■ **THE PROBLEM**
Rewrite every row below, replacing "Pinpoint" with "Locate" and keeping everything else unchanged. Leave the pictures out.

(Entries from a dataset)
▽

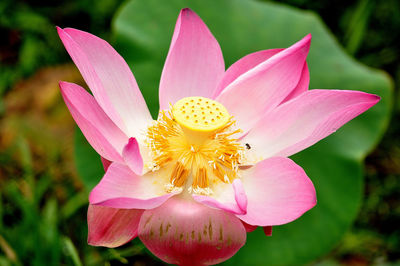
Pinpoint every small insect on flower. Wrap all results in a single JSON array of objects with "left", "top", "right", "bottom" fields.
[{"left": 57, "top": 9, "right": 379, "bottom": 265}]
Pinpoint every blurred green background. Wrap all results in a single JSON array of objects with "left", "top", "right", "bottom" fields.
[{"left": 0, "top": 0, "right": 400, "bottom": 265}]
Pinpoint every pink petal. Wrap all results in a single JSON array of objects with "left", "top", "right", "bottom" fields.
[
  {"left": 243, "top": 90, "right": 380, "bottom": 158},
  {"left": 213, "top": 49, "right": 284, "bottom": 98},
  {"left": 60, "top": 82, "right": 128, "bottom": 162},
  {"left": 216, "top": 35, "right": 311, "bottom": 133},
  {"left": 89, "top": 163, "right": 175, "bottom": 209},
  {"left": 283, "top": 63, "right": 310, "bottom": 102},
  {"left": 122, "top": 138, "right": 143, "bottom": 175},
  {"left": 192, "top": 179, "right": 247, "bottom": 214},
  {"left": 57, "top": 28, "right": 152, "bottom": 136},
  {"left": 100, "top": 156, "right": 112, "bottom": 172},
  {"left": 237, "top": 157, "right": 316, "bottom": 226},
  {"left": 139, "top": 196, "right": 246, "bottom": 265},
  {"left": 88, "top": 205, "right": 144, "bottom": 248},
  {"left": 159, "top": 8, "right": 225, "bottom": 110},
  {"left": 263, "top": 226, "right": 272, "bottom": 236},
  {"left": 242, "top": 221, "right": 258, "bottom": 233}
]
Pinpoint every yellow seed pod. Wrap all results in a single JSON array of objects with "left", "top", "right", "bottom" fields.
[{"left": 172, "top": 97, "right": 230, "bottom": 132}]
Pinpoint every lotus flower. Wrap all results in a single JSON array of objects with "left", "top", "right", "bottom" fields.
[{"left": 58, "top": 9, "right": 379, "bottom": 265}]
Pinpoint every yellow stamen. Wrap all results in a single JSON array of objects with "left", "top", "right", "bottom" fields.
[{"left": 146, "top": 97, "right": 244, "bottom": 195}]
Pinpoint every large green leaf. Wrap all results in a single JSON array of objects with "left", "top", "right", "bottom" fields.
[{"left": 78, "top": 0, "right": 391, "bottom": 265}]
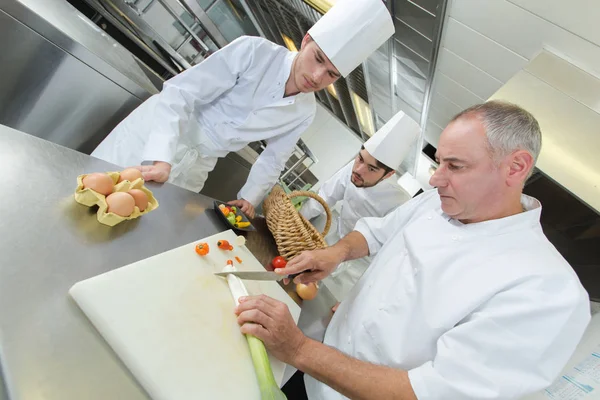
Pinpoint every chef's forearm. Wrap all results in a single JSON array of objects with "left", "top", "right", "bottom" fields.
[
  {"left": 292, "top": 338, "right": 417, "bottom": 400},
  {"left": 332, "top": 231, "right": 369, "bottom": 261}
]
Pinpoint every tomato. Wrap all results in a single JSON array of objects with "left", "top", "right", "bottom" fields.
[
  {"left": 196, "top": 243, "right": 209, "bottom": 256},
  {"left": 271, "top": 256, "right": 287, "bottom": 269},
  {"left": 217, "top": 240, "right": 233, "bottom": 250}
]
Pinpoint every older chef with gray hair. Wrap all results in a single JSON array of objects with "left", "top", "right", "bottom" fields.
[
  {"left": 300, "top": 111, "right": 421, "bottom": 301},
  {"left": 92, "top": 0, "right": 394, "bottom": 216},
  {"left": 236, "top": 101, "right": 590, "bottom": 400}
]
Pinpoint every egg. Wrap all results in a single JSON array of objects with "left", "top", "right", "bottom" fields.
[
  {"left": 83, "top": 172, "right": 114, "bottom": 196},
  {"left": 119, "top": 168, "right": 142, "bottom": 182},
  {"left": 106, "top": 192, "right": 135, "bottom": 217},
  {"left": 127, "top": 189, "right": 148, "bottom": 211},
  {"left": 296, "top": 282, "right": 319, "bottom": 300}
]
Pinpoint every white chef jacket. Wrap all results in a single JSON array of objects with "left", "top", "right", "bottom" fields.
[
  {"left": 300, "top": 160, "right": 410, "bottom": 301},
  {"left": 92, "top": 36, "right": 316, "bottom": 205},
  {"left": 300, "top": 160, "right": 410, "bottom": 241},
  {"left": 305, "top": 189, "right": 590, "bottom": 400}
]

△

■ **CORRECT RESPONSE**
Locate every small insect on flower. Wrap all results in a single JSON array of objects with "left", "top", "right", "bottom" fields.
[{"left": 57, "top": 9, "right": 379, "bottom": 265}]
Locate every blurred green background. Wrap all results in a single JSON array of objects with "left", "top", "right", "bottom" fields.
[{"left": 0, "top": 0, "right": 400, "bottom": 265}]
Locate every pink petal. Wrap all results in a single JSON array of objects with "left", "top", "right", "bottom" fields.
[
  {"left": 243, "top": 90, "right": 380, "bottom": 158},
  {"left": 213, "top": 49, "right": 284, "bottom": 98},
  {"left": 60, "top": 82, "right": 128, "bottom": 162},
  {"left": 216, "top": 35, "right": 311, "bottom": 133},
  {"left": 89, "top": 163, "right": 175, "bottom": 209},
  {"left": 283, "top": 63, "right": 310, "bottom": 102},
  {"left": 122, "top": 138, "right": 143, "bottom": 175},
  {"left": 192, "top": 179, "right": 247, "bottom": 214},
  {"left": 57, "top": 28, "right": 152, "bottom": 136},
  {"left": 100, "top": 156, "right": 112, "bottom": 172},
  {"left": 237, "top": 157, "right": 316, "bottom": 226},
  {"left": 139, "top": 196, "right": 246, "bottom": 265},
  {"left": 88, "top": 205, "right": 144, "bottom": 248},
  {"left": 159, "top": 8, "right": 225, "bottom": 110},
  {"left": 263, "top": 226, "right": 272, "bottom": 236},
  {"left": 242, "top": 221, "right": 258, "bottom": 233}
]
Locate every yellow seed pod. Wrap all results in a single JSON array of objects with "left", "top", "right", "bottom" fields.
[{"left": 172, "top": 97, "right": 230, "bottom": 132}]
Locate every lotus flower. Wrap all results in a single JSON array of objects with "left", "top", "right", "bottom" fields.
[{"left": 58, "top": 9, "right": 379, "bottom": 265}]
Locate every yellow stamen. Wrap all results in a single JSON array of objects with "left", "top", "right", "bottom" fields.
[{"left": 146, "top": 97, "right": 244, "bottom": 195}]
Locate every large green leaf. Wrap all results in a single JSON array of objects with "left", "top", "right", "bottom" fields.
[{"left": 78, "top": 0, "right": 391, "bottom": 265}]
Locate every chef's forearm. Wrap all results in a single JSON array of objects with "left", "top", "right", "bottom" fields.
[
  {"left": 292, "top": 338, "right": 417, "bottom": 400},
  {"left": 332, "top": 231, "right": 369, "bottom": 261}
]
Locate every tomato. Wrap all results in a single JSON array of objects with "left", "top", "right", "bottom" fields.
[
  {"left": 196, "top": 243, "right": 209, "bottom": 256},
  {"left": 271, "top": 256, "right": 287, "bottom": 269},
  {"left": 217, "top": 240, "right": 233, "bottom": 250}
]
Locate every older chef with gray hair. Wrap all results in a single JSON array of objects with "left", "top", "right", "bottom" fields.
[
  {"left": 300, "top": 111, "right": 421, "bottom": 301},
  {"left": 92, "top": 0, "right": 394, "bottom": 216},
  {"left": 236, "top": 101, "right": 590, "bottom": 400}
]
Locate every egg. Wrap all results in a single JSON array of objects with "left", "top", "right", "bottom" fields.
[
  {"left": 83, "top": 172, "right": 114, "bottom": 196},
  {"left": 119, "top": 168, "right": 142, "bottom": 182},
  {"left": 106, "top": 192, "right": 135, "bottom": 217},
  {"left": 127, "top": 189, "right": 148, "bottom": 211},
  {"left": 296, "top": 282, "right": 319, "bottom": 300}
]
Locate every white chef jacket. Wrap all results in a single JSON array of objects with "left", "top", "right", "bottom" fields.
[
  {"left": 300, "top": 160, "right": 410, "bottom": 301},
  {"left": 92, "top": 36, "right": 316, "bottom": 205},
  {"left": 300, "top": 160, "right": 410, "bottom": 241},
  {"left": 305, "top": 189, "right": 590, "bottom": 400}
]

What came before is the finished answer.